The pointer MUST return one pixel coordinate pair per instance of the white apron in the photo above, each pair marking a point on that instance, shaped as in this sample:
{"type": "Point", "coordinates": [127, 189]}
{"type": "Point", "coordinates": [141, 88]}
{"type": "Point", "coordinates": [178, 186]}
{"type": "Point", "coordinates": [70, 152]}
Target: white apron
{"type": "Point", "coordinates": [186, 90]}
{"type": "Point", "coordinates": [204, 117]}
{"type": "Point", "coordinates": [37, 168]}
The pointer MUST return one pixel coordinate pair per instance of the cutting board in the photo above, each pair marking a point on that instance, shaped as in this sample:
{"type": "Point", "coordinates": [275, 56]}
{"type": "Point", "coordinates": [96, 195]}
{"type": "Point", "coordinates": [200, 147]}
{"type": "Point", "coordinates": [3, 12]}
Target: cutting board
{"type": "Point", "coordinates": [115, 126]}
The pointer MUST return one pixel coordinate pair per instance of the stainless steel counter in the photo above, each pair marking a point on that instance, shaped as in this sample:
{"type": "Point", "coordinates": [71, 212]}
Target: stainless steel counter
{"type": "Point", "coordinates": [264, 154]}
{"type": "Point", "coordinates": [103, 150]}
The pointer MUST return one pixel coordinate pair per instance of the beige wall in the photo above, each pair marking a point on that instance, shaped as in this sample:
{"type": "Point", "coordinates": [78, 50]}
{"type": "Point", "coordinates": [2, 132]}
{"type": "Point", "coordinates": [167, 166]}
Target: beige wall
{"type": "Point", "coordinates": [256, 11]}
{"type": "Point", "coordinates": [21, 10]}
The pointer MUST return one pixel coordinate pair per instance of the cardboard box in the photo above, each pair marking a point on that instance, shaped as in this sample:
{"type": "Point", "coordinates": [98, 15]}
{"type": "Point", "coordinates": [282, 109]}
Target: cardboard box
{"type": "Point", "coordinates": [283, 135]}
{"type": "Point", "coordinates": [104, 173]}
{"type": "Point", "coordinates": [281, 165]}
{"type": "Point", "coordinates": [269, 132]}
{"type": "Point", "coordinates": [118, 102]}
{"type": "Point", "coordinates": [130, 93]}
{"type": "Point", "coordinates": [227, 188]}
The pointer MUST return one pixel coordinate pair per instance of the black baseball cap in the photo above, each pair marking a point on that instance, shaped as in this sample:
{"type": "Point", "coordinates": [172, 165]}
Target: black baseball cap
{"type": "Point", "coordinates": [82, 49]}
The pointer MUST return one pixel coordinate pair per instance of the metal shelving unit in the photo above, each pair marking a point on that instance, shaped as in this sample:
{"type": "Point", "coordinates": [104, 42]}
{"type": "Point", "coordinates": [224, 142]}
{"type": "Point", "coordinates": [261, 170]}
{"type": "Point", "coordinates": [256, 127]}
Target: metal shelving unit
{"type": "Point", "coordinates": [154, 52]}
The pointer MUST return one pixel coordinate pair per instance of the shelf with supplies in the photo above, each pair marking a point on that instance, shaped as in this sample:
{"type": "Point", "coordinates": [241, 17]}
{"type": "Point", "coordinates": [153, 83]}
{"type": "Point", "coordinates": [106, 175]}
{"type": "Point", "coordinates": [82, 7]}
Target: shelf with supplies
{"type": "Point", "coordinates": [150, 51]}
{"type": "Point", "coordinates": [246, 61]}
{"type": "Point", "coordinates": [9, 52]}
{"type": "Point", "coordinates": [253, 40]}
---
▶ [Assignment]:
Quote the material exactly, leaving nothing out.

▶ [Problem solution]:
The pointer MUST return one pixel coordinate pair per instance of the white apron in the photo above, each pair marking a point on that instance, shaped as in this sample:
{"type": "Point", "coordinates": [127, 189]}
{"type": "Point", "coordinates": [141, 88]}
{"type": "Point", "coordinates": [178, 186]}
{"type": "Point", "coordinates": [70, 152]}
Target: white apron
{"type": "Point", "coordinates": [186, 90]}
{"type": "Point", "coordinates": [204, 117]}
{"type": "Point", "coordinates": [37, 168]}
The pointer MUST return one pixel coordinate pair per instance of the cutting board in the photo above, each pair marking a point on that instance, shaped as in this sample:
{"type": "Point", "coordinates": [275, 56]}
{"type": "Point", "coordinates": [96, 195]}
{"type": "Point", "coordinates": [200, 147]}
{"type": "Point", "coordinates": [3, 12]}
Target: cutting board
{"type": "Point", "coordinates": [115, 126]}
The pointer MUST return one pixel coordinate pair per instance of the stainless steel counter in the photo above, each pair marking a point on that instance, shaped as in this sample:
{"type": "Point", "coordinates": [71, 212]}
Target: stainless steel counter
{"type": "Point", "coordinates": [264, 154]}
{"type": "Point", "coordinates": [103, 150]}
The pointer MUST return one pixel coordinate pair per instance of the beige wall in the photo above, each pair marking a point on that instance, shaped as in this sample:
{"type": "Point", "coordinates": [78, 50]}
{"type": "Point", "coordinates": [2, 132]}
{"type": "Point", "coordinates": [167, 166]}
Target: beige wall
{"type": "Point", "coordinates": [256, 11]}
{"type": "Point", "coordinates": [21, 10]}
The pointer MUST return one pixel coordinate pair per instance of the cardboard box in the photo above, each pair marking a point on that instance, shaped as in this sample:
{"type": "Point", "coordinates": [98, 15]}
{"type": "Point", "coordinates": [282, 109]}
Target: cardboard box
{"type": "Point", "coordinates": [283, 135]}
{"type": "Point", "coordinates": [104, 173]}
{"type": "Point", "coordinates": [281, 165]}
{"type": "Point", "coordinates": [269, 132]}
{"type": "Point", "coordinates": [118, 102]}
{"type": "Point", "coordinates": [130, 93]}
{"type": "Point", "coordinates": [227, 188]}
The pointer MUST return one pixel coordinate pair per instance of the black baseball cap in the photo above, each pair marking a point on that instance, shaped as in this sample:
{"type": "Point", "coordinates": [172, 165]}
Target: black baseball cap
{"type": "Point", "coordinates": [82, 49]}
The pointer MUST return one pixel coordinate pair per instance of the metal shelving unit in the photo above, each pair marking a point on that instance, shaped as in this sample:
{"type": "Point", "coordinates": [104, 42]}
{"type": "Point", "coordinates": [224, 142]}
{"type": "Point", "coordinates": [261, 170]}
{"type": "Point", "coordinates": [256, 127]}
Target: metal shelving unit
{"type": "Point", "coordinates": [154, 52]}
The pointer MUST return one pixel coordinate pair per instance of the shelf with supplies in the photo above, each pair marking a point on that instance, shaped as in this sample:
{"type": "Point", "coordinates": [241, 17]}
{"type": "Point", "coordinates": [153, 83]}
{"type": "Point", "coordinates": [106, 175]}
{"type": "Point", "coordinates": [82, 7]}
Target: shelf with supplies
{"type": "Point", "coordinates": [150, 51]}
{"type": "Point", "coordinates": [246, 61]}
{"type": "Point", "coordinates": [9, 52]}
{"type": "Point", "coordinates": [253, 40]}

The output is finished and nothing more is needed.